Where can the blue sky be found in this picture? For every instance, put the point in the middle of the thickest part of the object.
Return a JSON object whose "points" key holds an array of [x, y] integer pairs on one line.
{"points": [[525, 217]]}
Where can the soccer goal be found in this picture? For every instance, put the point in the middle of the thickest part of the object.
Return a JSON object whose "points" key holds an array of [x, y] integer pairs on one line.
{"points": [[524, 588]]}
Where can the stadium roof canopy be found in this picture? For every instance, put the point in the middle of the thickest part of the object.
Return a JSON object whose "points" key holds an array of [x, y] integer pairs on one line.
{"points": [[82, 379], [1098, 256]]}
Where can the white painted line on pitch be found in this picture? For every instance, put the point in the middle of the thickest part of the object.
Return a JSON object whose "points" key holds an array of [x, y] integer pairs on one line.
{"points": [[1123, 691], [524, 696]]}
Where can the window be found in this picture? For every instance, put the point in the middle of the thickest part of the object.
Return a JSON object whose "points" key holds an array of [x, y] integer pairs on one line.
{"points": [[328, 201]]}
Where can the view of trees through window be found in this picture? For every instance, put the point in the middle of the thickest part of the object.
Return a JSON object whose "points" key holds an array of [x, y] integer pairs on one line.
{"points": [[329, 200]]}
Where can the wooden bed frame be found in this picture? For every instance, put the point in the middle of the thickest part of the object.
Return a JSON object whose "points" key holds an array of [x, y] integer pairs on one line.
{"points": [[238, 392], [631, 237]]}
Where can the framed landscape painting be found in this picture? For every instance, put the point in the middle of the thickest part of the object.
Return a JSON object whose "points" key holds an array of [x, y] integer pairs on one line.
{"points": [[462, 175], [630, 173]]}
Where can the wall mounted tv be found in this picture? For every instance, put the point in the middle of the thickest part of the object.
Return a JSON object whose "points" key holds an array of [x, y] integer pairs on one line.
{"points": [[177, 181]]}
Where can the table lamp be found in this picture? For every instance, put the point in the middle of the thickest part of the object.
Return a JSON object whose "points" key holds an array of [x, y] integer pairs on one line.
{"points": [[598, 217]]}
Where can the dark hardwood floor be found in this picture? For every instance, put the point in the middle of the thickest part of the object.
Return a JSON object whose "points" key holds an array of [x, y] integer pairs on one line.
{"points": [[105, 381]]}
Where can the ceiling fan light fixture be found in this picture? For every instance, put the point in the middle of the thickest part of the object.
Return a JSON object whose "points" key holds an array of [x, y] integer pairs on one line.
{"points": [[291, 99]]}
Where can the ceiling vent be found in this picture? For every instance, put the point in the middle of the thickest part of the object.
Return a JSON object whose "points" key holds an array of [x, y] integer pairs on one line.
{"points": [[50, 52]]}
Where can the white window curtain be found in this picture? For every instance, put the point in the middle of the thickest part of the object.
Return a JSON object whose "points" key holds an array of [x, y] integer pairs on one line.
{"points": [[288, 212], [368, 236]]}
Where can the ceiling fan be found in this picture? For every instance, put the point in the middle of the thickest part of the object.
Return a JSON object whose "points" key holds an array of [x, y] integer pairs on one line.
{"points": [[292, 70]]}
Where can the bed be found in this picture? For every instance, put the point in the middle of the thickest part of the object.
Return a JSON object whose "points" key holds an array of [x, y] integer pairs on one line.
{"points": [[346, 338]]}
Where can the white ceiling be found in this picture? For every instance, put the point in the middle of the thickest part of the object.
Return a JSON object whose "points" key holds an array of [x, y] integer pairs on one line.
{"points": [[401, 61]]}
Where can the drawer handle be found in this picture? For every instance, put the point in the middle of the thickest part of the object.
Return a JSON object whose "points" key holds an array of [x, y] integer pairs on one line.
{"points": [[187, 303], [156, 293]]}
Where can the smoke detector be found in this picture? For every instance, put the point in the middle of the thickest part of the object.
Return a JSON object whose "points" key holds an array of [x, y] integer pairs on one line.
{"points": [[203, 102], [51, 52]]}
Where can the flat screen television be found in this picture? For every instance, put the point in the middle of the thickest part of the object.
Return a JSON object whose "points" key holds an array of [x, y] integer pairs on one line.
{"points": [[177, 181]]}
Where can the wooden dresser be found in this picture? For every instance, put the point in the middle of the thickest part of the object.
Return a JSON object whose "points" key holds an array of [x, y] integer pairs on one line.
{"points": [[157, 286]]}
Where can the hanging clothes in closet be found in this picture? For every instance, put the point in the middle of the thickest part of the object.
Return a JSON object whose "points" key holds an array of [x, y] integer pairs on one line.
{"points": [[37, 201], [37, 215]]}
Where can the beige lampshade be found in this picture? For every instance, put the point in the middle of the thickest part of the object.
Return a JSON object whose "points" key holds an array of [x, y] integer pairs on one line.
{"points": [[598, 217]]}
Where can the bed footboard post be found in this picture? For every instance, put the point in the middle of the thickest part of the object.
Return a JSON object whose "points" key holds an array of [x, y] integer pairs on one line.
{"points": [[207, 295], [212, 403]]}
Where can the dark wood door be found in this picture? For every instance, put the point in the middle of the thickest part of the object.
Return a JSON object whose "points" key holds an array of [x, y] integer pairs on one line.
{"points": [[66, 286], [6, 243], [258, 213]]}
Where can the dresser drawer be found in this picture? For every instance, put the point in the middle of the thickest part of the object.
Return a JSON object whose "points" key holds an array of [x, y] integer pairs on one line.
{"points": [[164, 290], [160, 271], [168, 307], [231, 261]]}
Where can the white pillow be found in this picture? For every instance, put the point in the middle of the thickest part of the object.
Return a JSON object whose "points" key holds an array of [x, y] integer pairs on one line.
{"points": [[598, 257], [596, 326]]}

### WORK TO BE COMPLETED:
Using the data above, return each line exactly as written.

### COMPLETE OUTPUT:
Where can the blue sky be found in this picture? For every instance, put the point in the middle of the thickest part of the object.
Return a JSON object whose "points" key holds an array of [x, y] integer pairs on one line.
{"points": [[525, 217]]}
Where can the soccer goal be found in this picture? For every instance, put the point in the middle of the thickest part of the object.
Return a JSON object whose "points" key holds an array of [x, y] integer pairs on one line.
{"points": [[524, 588]]}
Where can the stadium roof canopy be found in this picture? For every instance, put the point in the middle of the thickest part of the object.
Return a JSON object whose "points" key holds an array of [x, y] integer pairs on one line.
{"points": [[82, 379], [1098, 256]]}
Where can the white painted line on pitch be found in this picture? For every instance, put the point in the middle of the thickest part of the object.
Return a JSON object whose "points" key holds an array of [x, y] integer pairs on one line.
{"points": [[1123, 691], [524, 696]]}
Where can the window be found in this picture? For every instance, put the point in the middle of the thickest part of the object.
Return a JSON object whose "points" key holds an array of [x, y] integer pairs on one line.
{"points": [[328, 201]]}
Where can the view of trees through window be found in this picture? For every instance, put the point in the middle of the thickest part of the object.
Return a JSON object whose "points" key holds an array of [x, y] integer pairs on one line.
{"points": [[329, 200]]}
Where can the wooden bed frame be found in this picture? For every instance, put the point in the middle of the thickest part of the object.
Return a JSON object whose "points" key holds an array of [x, y] integer pairs on one line.
{"points": [[238, 392], [631, 237]]}
Where can the framed landscape painting be found in this picture? For every instance, put the point in the middle of the thickest part of the object.
Return a JSON object whose "points" key holds an array of [x, y] integer pairs on one line.
{"points": [[462, 175], [630, 173]]}
Where can the wall mounted tv be found in this picture? For every instance, put the point in the middle of the thickest part of the object.
Return a JSON object whose "points" key holds an array of [x, y] integer pairs on one line.
{"points": [[177, 181]]}
Where can the table lamp be found in this picture? For every instance, put the point in the middle of the thickest part of the object.
Return a JSON object whose "points" key holds an array of [x, y] integer pairs on one line.
{"points": [[598, 217]]}
Where can the dark hardwood floor be found in this picture? For every instance, put the point in the middle of the thickest part of the object.
Return a JSON object whose "points" key holds an array of [x, y] integer pairs on one line.
{"points": [[105, 381]]}
Where can the ceiling fan light fixture be found in this picture? For every instance, put the point in the middle of the thickest part of the object.
Return a JSON object whose "points" key holds an array of [x, y] integer pairs on one line.
{"points": [[291, 99]]}
Where can the ceiling vent be found in this picture? For every instance, put the point in the middle of the thickest part of the object.
Return a JSON object whose "points" key holds an array of [x, y] integer pairs on one line.
{"points": [[50, 52]]}
Where can the white window curtain be found in this picture? For every instance, put the point in the middle of the thickest part of the object.
Return a JSON object whose "points" key holds an array of [x, y] integer pairs on one line.
{"points": [[288, 212], [368, 236]]}
Where can the ceiling fan be found in this picture? For every instance, put the point in the middle of the thickest part of the object.
Return a JSON object whose "points" key holds an array of [x, y] integer pairs on one line.
{"points": [[292, 70]]}
Where can the bed be found in this picture? For every instance, put the point in the middle of the thickest part of the object.
Return a JSON object whose "points" key holds an array of [x, y] integer pairs on one line.
{"points": [[346, 338]]}
Where can the white ceiling be found in this picture? For every instance, put the point in the middle of the thickest part of the object.
Return a JSON object whose "points" key holds an array of [x, y] integer pairs on one line.
{"points": [[401, 61]]}
Where can the drawer handle be found in this picture? For every instance, put the point in the middle of the thickest part of the object.
Return a JSON object whose "points" key holds an array of [x, y] integer pairs on one line.
{"points": [[187, 303], [156, 293]]}
Where can the smoke detector be found in this picture? For every instance, put the point in the middle of the thickest part of the object.
Return a JSON object whose "points" key holds an array of [x, y] integer pairs on one line.
{"points": [[203, 102], [51, 52]]}
Where can the flat screen television be found in this picture? For every instance, put the point in the middle of the thickest part of the object.
Return a JSON object whose "points" key holds an array of [x, y] integer pairs on one line.
{"points": [[177, 181]]}
Where can the wooden dresser be found in this picture? For every instance, put the point in the middle of the thickest part of the object.
Return a JSON object whose "points" key holds an array of [x, y] integer pairs on one line.
{"points": [[157, 286]]}
Where can the hanging clothes in closet be found in this picture? For every instance, put the point in the middle of the thickest part of the object.
Return a JSON object whose "points" key holds an array of [x, y] integer pairs on one line.
{"points": [[37, 201], [37, 215]]}
Where can the beige lampshade be found in this picture? For every instance, put the point in the middle of the thickest part of the object.
Return a JSON object whose "points" key holds an array of [x, y] integer pairs on one line.
{"points": [[598, 217]]}
Where can the bed footboard post be found in this picture? For every instance, put the point in the middle of the thickest part of the object.
Return a JSON object whose "points" key holds an array of [x, y] integer pairs on one line.
{"points": [[207, 295], [212, 403]]}
Where can the dark wood door be found in this picture? For every instance, put the point in the middle of the thickest part of the object.
Return a JSON object whose "points" key holds an array of [x, y] integer pairs on one line.
{"points": [[66, 286], [6, 243], [258, 213]]}
Where can the dresser drawer be found in this picture? For every instance, put the point in the middle of the thickest part of the object.
Return a JSON object whose "points" key holds an array of [x, y] integer pairs on one line.
{"points": [[164, 290], [160, 271], [168, 307], [231, 261]]}
Where can the white pillow be found in this picture? For every instance, put the point in the middle of the thickest part of the object.
Return a JSON object whose "points" key holds an array of [x, y] integer pairs on one line.
{"points": [[598, 257], [596, 326]]}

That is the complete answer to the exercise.